--- BEGIN Record set ---
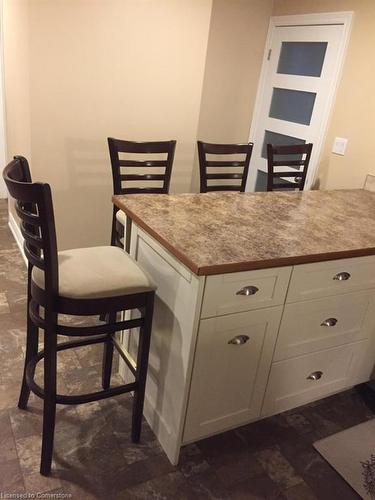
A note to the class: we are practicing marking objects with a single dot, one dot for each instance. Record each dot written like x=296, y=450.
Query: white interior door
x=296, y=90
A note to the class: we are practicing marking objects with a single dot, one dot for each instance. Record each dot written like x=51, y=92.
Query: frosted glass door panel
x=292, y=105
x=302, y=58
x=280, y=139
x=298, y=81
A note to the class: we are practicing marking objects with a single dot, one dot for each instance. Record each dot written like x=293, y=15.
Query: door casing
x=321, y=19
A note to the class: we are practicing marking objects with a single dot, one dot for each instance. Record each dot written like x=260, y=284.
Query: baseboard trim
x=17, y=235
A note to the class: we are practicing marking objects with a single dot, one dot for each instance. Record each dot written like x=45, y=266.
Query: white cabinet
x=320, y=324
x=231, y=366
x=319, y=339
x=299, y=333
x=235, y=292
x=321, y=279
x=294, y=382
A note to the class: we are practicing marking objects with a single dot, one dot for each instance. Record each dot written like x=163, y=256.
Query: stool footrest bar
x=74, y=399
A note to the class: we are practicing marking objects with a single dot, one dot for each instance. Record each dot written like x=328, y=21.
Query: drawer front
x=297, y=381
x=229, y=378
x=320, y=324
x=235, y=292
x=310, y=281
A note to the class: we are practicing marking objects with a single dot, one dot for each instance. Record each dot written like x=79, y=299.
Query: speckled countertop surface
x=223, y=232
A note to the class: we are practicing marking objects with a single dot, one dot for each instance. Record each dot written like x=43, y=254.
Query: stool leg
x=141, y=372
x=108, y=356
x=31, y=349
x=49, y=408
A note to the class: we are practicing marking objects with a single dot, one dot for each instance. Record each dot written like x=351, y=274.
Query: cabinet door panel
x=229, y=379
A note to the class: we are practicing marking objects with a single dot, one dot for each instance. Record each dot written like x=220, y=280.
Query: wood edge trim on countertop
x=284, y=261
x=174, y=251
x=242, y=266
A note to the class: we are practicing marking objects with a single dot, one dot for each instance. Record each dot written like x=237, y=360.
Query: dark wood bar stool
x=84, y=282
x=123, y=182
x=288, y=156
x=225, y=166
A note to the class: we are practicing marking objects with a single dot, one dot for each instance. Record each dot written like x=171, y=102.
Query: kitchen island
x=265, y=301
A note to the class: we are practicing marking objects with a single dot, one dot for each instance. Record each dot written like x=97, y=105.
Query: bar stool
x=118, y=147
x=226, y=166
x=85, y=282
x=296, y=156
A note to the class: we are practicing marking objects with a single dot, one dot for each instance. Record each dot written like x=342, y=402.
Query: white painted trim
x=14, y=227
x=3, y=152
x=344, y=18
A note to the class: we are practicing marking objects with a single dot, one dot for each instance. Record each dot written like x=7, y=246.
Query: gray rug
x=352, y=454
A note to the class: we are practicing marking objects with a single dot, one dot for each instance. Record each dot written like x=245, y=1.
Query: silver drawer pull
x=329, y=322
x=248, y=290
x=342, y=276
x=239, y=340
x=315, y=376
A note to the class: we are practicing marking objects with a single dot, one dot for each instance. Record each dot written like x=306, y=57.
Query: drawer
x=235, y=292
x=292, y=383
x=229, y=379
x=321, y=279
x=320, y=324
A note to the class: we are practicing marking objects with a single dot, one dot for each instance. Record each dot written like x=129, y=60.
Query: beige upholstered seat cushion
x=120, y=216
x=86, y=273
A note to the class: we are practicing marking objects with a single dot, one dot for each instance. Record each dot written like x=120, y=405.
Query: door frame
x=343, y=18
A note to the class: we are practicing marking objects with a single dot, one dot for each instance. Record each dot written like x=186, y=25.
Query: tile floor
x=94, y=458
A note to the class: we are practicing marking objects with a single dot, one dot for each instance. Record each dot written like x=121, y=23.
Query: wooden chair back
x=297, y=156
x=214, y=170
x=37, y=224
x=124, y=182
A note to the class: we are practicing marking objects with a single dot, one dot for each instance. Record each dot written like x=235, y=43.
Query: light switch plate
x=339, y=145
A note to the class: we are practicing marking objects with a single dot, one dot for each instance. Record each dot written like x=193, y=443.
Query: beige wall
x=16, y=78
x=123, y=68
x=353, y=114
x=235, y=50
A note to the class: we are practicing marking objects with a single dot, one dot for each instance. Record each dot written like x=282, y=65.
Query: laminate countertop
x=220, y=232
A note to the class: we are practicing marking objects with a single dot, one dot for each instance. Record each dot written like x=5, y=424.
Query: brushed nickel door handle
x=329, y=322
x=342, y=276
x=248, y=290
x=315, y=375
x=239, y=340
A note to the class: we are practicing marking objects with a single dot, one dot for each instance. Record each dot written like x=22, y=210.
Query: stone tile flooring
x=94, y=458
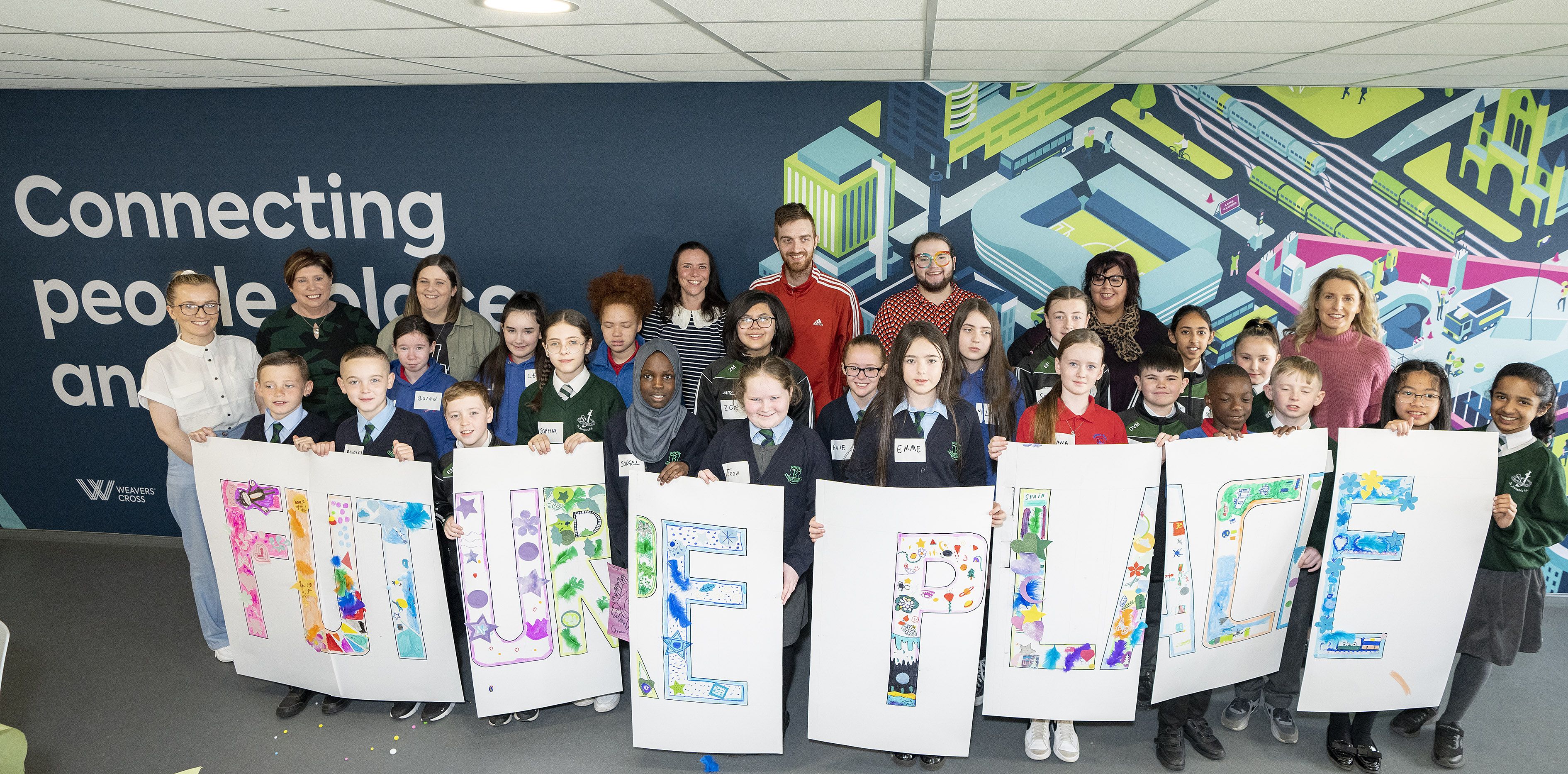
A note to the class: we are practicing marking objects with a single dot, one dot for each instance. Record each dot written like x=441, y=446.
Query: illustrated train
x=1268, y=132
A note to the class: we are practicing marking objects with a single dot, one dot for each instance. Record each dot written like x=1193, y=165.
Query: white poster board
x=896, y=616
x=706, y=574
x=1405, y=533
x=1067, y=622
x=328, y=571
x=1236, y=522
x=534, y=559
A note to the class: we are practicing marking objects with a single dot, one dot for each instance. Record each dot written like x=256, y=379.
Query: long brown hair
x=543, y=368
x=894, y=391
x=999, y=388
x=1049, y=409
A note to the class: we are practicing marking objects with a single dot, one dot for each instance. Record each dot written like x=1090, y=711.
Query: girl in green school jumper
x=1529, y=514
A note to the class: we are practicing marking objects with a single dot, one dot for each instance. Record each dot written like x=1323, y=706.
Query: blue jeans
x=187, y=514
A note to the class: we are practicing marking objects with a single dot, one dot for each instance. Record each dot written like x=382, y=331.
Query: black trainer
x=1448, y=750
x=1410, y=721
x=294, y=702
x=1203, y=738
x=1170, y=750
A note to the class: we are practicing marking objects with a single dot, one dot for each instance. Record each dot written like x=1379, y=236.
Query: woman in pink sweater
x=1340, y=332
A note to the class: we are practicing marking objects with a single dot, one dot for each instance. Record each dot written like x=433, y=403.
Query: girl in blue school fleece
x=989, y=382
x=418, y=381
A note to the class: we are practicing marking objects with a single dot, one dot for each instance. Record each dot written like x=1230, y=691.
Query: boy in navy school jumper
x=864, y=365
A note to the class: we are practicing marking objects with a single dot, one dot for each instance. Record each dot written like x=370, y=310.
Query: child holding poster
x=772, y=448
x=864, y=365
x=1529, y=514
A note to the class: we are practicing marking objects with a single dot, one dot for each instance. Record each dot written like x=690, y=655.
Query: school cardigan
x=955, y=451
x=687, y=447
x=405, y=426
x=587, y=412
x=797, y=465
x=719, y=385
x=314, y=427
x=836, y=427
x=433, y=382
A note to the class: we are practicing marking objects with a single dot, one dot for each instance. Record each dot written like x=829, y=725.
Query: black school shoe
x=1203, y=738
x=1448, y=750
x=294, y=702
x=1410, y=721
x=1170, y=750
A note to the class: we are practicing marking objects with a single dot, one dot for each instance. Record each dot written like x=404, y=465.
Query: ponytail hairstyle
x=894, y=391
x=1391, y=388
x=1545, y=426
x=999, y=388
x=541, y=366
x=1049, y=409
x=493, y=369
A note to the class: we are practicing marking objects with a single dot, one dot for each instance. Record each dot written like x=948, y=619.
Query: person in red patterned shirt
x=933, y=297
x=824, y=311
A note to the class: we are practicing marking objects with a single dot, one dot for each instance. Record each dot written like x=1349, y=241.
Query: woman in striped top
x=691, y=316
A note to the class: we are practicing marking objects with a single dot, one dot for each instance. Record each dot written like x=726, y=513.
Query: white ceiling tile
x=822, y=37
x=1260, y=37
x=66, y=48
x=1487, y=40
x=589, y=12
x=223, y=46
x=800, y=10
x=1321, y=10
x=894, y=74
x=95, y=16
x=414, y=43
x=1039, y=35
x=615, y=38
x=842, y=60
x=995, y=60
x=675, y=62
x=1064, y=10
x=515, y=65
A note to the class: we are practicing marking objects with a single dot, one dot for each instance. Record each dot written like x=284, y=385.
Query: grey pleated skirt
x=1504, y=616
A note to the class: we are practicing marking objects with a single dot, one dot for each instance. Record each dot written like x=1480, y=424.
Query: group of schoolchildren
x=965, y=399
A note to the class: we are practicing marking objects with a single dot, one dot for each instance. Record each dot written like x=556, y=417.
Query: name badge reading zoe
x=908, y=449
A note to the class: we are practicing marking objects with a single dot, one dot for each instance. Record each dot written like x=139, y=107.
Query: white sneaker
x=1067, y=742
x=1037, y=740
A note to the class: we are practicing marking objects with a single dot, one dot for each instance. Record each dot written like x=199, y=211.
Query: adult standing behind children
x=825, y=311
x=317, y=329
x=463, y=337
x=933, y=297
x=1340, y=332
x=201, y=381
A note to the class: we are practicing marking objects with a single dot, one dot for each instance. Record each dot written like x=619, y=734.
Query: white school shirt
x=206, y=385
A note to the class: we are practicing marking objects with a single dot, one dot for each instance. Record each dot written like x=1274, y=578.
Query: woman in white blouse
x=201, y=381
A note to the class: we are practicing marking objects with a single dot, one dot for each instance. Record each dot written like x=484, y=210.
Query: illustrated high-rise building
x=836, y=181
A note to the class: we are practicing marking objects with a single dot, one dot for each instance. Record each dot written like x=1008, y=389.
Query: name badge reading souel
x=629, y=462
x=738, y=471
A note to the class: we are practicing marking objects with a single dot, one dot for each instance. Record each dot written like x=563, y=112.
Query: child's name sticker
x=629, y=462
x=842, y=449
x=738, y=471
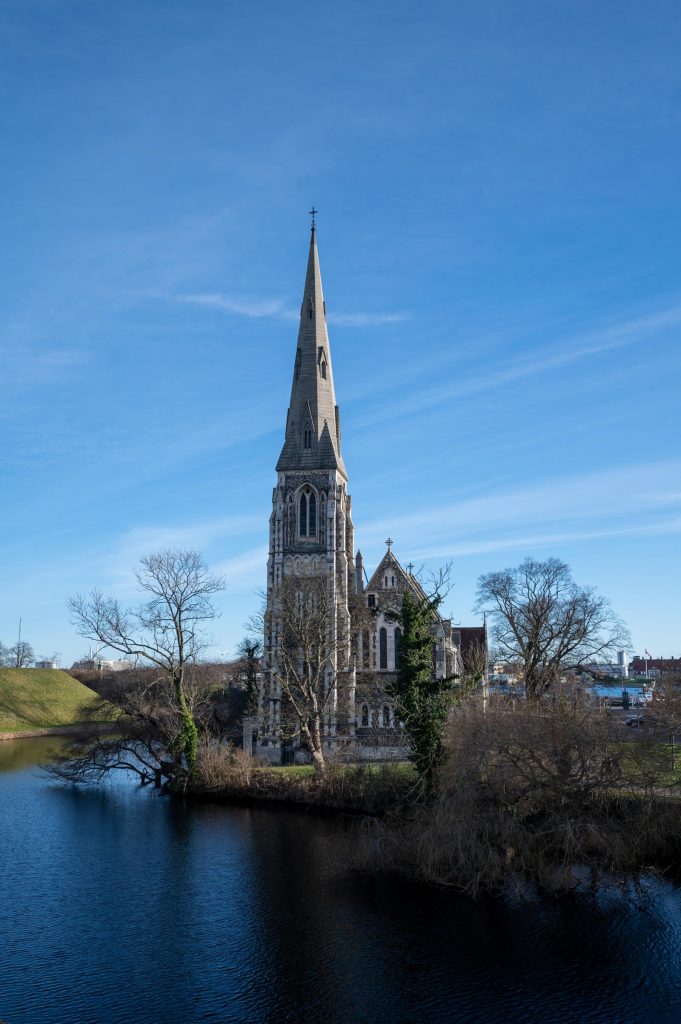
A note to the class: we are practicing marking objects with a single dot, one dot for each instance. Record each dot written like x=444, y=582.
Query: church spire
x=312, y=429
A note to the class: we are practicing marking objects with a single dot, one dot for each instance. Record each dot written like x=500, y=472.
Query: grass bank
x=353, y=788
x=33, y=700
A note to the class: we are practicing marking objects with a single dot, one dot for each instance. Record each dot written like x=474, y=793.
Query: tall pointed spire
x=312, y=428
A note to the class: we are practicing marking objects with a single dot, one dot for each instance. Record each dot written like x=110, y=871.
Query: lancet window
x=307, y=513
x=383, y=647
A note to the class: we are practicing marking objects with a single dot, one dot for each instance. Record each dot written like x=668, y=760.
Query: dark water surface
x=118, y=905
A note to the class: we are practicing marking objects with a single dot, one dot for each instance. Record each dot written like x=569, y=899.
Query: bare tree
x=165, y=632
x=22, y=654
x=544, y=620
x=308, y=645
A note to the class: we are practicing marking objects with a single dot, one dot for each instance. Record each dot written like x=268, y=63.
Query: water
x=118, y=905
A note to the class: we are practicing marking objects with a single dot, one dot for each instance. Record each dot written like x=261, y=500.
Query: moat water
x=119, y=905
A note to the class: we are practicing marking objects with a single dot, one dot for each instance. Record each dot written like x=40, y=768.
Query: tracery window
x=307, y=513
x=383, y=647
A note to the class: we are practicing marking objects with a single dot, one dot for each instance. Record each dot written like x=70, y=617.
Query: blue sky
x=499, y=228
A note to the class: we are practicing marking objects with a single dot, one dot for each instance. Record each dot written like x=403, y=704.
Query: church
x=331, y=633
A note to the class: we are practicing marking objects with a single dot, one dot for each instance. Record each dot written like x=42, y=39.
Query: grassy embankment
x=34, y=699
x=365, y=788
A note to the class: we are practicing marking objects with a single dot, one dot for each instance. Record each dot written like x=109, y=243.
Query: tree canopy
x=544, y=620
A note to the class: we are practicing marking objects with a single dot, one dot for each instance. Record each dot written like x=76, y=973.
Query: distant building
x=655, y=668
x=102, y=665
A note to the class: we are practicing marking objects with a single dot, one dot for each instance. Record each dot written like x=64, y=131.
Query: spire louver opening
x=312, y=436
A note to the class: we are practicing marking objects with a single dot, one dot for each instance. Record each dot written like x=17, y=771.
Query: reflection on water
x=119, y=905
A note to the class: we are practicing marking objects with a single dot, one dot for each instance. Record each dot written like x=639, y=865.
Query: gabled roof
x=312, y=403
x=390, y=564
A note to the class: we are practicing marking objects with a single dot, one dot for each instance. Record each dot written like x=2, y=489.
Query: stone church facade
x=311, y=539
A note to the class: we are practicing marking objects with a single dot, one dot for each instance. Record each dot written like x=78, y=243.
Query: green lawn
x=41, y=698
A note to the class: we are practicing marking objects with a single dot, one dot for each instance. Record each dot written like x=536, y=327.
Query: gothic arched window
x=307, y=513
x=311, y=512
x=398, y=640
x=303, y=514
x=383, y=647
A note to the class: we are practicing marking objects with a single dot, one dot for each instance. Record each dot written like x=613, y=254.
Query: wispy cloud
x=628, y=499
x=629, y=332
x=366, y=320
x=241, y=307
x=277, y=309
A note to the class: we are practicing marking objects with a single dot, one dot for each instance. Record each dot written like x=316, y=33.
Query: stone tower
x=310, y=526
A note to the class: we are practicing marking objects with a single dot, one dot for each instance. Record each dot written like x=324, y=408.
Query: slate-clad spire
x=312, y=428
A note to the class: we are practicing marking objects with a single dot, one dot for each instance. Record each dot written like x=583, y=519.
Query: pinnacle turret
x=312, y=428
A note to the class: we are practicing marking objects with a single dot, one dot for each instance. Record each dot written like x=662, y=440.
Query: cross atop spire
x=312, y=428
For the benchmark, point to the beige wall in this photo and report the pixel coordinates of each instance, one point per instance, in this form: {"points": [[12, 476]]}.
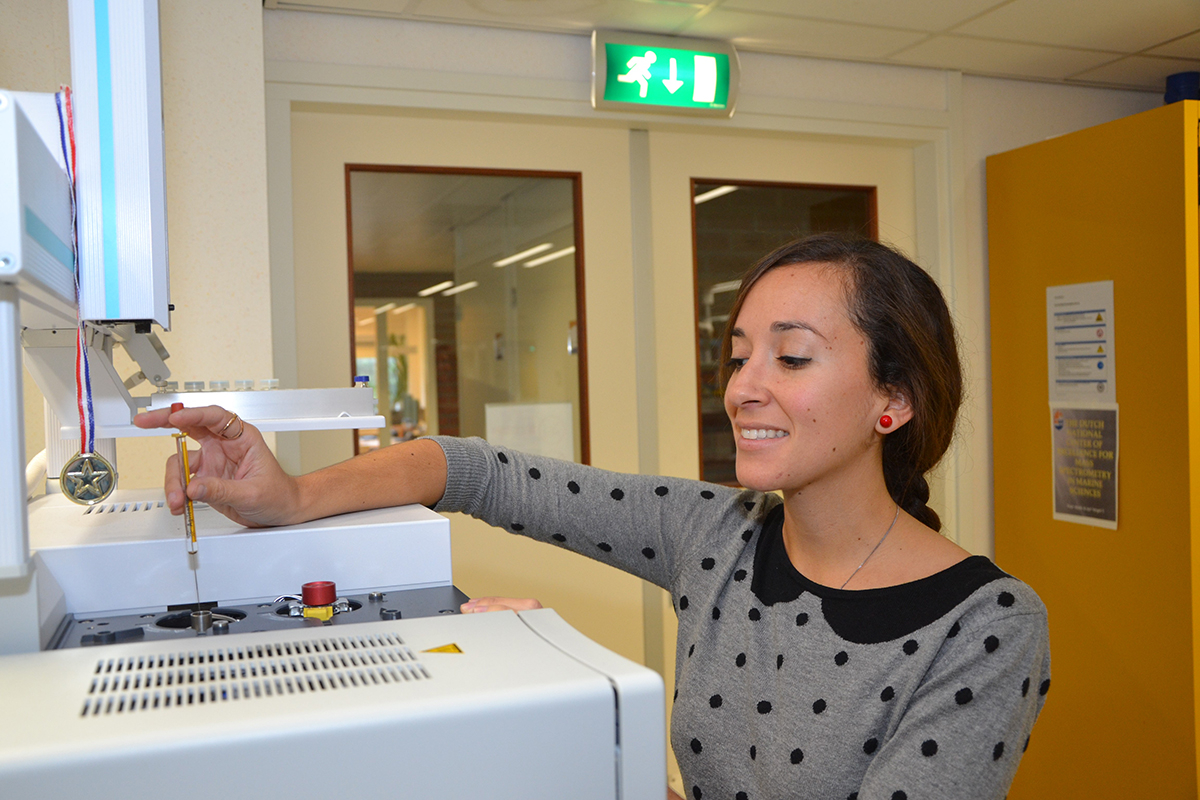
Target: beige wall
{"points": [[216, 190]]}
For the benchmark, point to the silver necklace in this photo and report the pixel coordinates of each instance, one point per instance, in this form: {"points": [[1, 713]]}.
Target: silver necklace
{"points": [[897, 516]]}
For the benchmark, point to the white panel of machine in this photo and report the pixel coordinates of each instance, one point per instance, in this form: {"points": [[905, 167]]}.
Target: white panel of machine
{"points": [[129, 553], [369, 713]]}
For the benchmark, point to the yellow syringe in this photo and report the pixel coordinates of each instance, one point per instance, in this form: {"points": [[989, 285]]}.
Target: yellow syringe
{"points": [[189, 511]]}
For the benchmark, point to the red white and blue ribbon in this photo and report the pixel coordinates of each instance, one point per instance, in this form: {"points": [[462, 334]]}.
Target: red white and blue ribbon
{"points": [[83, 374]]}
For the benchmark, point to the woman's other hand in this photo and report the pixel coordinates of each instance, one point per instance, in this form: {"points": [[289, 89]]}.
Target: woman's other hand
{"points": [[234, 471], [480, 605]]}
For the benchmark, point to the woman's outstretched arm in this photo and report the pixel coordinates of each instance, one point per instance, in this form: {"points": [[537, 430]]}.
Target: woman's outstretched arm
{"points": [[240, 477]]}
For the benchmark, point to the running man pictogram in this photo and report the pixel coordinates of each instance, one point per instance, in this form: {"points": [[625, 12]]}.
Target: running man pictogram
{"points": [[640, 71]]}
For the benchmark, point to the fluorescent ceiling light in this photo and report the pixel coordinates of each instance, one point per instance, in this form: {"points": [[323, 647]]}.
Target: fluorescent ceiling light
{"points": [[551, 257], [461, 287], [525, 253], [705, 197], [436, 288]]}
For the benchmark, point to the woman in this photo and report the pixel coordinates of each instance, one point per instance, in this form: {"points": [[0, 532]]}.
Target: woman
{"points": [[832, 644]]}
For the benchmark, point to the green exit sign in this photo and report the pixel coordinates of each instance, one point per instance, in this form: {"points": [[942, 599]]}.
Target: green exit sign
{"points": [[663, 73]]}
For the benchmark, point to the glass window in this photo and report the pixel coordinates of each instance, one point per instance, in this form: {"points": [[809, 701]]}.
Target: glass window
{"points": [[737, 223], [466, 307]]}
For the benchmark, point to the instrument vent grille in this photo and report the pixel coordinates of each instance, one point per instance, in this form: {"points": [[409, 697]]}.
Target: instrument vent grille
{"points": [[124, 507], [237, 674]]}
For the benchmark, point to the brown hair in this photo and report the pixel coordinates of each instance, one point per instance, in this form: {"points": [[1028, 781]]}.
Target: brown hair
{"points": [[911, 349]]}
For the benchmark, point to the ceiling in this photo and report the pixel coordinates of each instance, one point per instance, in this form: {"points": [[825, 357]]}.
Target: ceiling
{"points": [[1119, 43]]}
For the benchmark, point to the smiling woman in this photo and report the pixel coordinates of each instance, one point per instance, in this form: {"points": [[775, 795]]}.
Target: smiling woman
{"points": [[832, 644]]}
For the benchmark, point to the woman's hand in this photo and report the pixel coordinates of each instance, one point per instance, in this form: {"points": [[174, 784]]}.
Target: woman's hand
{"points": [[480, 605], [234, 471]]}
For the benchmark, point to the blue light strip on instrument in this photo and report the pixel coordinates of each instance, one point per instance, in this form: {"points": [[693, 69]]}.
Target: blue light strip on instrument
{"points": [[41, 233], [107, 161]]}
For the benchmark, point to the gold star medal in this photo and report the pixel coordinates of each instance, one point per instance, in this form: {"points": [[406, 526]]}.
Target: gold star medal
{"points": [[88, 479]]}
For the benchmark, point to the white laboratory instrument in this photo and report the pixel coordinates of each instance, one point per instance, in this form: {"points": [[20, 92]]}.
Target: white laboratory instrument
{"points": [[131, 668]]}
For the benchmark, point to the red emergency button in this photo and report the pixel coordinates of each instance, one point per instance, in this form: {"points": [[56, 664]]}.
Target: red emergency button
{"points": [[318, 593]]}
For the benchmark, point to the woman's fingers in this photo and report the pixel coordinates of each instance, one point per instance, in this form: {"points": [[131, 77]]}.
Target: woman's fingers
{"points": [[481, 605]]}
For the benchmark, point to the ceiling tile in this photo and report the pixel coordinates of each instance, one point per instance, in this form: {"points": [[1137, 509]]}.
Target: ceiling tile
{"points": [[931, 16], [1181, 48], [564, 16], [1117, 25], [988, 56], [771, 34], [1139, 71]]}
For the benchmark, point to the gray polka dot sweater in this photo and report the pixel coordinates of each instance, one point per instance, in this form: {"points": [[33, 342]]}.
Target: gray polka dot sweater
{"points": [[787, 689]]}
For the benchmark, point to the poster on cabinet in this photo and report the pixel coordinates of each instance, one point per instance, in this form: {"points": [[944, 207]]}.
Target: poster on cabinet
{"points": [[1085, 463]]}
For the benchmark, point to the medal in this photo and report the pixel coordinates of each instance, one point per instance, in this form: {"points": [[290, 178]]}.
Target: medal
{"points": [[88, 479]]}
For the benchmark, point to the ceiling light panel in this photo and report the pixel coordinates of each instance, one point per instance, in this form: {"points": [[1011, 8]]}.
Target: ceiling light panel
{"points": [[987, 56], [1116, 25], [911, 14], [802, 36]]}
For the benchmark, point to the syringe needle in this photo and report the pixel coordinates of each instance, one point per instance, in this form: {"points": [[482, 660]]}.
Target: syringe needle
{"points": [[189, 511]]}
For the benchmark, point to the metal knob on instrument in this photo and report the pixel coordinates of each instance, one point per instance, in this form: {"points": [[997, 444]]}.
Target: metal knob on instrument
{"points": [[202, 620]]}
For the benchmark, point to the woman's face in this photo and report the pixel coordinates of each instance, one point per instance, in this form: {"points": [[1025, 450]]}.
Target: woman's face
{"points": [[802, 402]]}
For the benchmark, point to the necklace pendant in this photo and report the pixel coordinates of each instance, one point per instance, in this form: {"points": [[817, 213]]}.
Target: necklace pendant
--- END Record set ---
Problem details: Copy out, with no changes, the stretch from the start of the items through the line that contains "x=17, y=235", and leave the pictures out.

Result:
A note to the class: we are practicing marking objects with a single dot, one dot for each instance. Record each dot written like x=296, y=450.
Query: white interior door
x=296, y=90
A note to the class: we are practicing marking objects with a single dot, one dot for each instance. Record each dot written like x=51, y=92.
Query: frosted glass door panel
x=292, y=105
x=302, y=58
x=280, y=139
x=298, y=81
A note to the class: we are practicing marking objects with a single dot, one dot for each instance. Record each dot written like x=293, y=15.
Query: door casing
x=321, y=19
A note to the class: we are practicing marking objects with a single dot, one dot for each instance. Record each dot written like x=260, y=284.
Query: baseboard trim
x=17, y=235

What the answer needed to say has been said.